# PASSAGE TO READ:
··········
JFrog, the US-based software release platform developer that counts computing technology producer Dell among its investors, went public yesterday in a $509m initial public offering on the Nasdaq Global Select Market.
The offering consisted of 8 million shares issued by JFrog and almost 3.7 million additional shares sold by its shareholders. They were priced at $44.00 each, comfortably above the IPO’s $33 to $37 range.
The company’s shares opened at $71.27 yesterday before closing at $64.79, giving it a market cap of more than $5.75bn, up from a $1.5bn valuation in October 2019.
JFrog has built a software platform that allows users to organise and schedule software updates in a continuous flow, a process it describes as liquid software. It increased revenue by more than 50% year on year to $69.3m in the first six months of 2020 while its net loss fell slightly to $430,000.
The offering comes after $227m in funding as of July 2019. Cloud and virtualisation software provider VMware (acquired by Dell in 2016) joined venture capital firm and existing backer Gemini Israel Ventures to supply $7m of series B funding for JFrog in 2014.
The company added $50m from Sapphire Ventures, Scale Venture Partners, Battery Ventures, Vintage Investment Partners, Qumra Capital and undisclosed investors through a 2016 series C round.
Insight Partners led JFrog’s $165m series D round in late 2018, investing with Dell subsidiary Dell Technologies Capital, Spark Capital, Geodesic Capital, Battery Ventures, Sapphire Ventures, Scale Venture Partners and Vintage Investment Partners at a valuation above $1bn.
JFrog’s largest shareholder is Gemini Israel Ventures, owner of a 15.7% stake diluted to 14.3% in the offering, while Dell’s stake was cut to 8.5%, Sapphire Ventures’ to 9% and Insight Partners’ to 8.9%.
Scale Venture Partners sold $47.7m of shares in the IPO and came out with an 8.6% stake while Qumra Capital divested $46m of shares to emerge with a 3.5% stake.
Morgan Stanley, JP Morgan and BofA Securities are lead book-running managers for the IPO while KeyBanc Capital Markets, Piper Sandler, Stifel, William Blair, Oppenheimer & Co and Needham & Company are co-managers.
The underwriters have a 30-day option to buy nearly 1.74 million extra shares, which would increase the size of the offering to more than $585m.
··········
# PROVIDED DATA:
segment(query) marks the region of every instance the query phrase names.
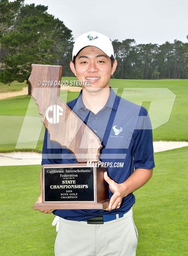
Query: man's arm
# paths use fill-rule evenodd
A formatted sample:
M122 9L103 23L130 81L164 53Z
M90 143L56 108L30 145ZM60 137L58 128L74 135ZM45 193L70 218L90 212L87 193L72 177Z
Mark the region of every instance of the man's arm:
M152 174L153 169L137 169L124 182L118 184L110 179L106 171L104 178L108 183L113 195L110 199L108 207L105 210L110 211L120 208L123 198L145 184Z

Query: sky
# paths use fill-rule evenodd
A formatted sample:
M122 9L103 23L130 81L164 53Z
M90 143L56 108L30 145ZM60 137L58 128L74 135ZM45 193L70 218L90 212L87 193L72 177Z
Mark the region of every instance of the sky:
M25 0L47 5L75 39L97 31L111 40L134 39L137 44L158 44L175 39L186 41L187 0Z

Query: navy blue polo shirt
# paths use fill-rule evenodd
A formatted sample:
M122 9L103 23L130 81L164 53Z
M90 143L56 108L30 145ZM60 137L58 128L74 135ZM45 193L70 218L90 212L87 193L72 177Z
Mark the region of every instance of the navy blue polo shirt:
M105 105L96 114L84 105L82 90L67 105L98 136L103 146L99 158L102 162L110 163L108 175L121 183L134 169L154 167L152 130L145 108L118 96L111 87ZM66 147L50 140L46 130L42 165L77 162L74 155ZM110 189L109 192L111 198L113 193ZM56 210L53 213L67 220L81 221L98 215L125 213L135 202L135 196L131 193L123 198L120 208L111 211Z

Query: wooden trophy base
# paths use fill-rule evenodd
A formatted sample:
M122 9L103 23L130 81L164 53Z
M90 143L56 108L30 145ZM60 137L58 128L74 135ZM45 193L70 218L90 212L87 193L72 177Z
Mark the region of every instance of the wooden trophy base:
M42 168L42 202L34 210L105 209L109 203L106 168L86 163L45 165Z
··········
# EXPLORE THE MATERIAL:
a: Set down, word for word, the part of the JFrog IPO article that opens with the words containing "Scale Venture Partners sold" and closes with "more than $585m.".
b: According to the JFrog IPO article, which firm is JFrog's largest shareholder?
The rows stand apart from the JFrog IPO article as separate material.

# RESPONSES FOR EACH TASK:
a:
Scale Venture Partners sold $47.7m of shares in the IPO and came out with an 8.6% stake while Qumra Capital divested $46m of shares to emerge with a 3.5% stake.
Morgan Stanley, JP Morgan and BofA Securities are lead book-running managers for the IPO while KeyBanc Capital Markets, Piper Sandler, Stifel, William Blair, Oppenheimer & Co and Needham & Company are co-managers.
The underwriters have a 30-day option to buy nearly 1.74 million extra shares, which would increase the size of the offering to more than $585m.

b: Gemini Israel Ventures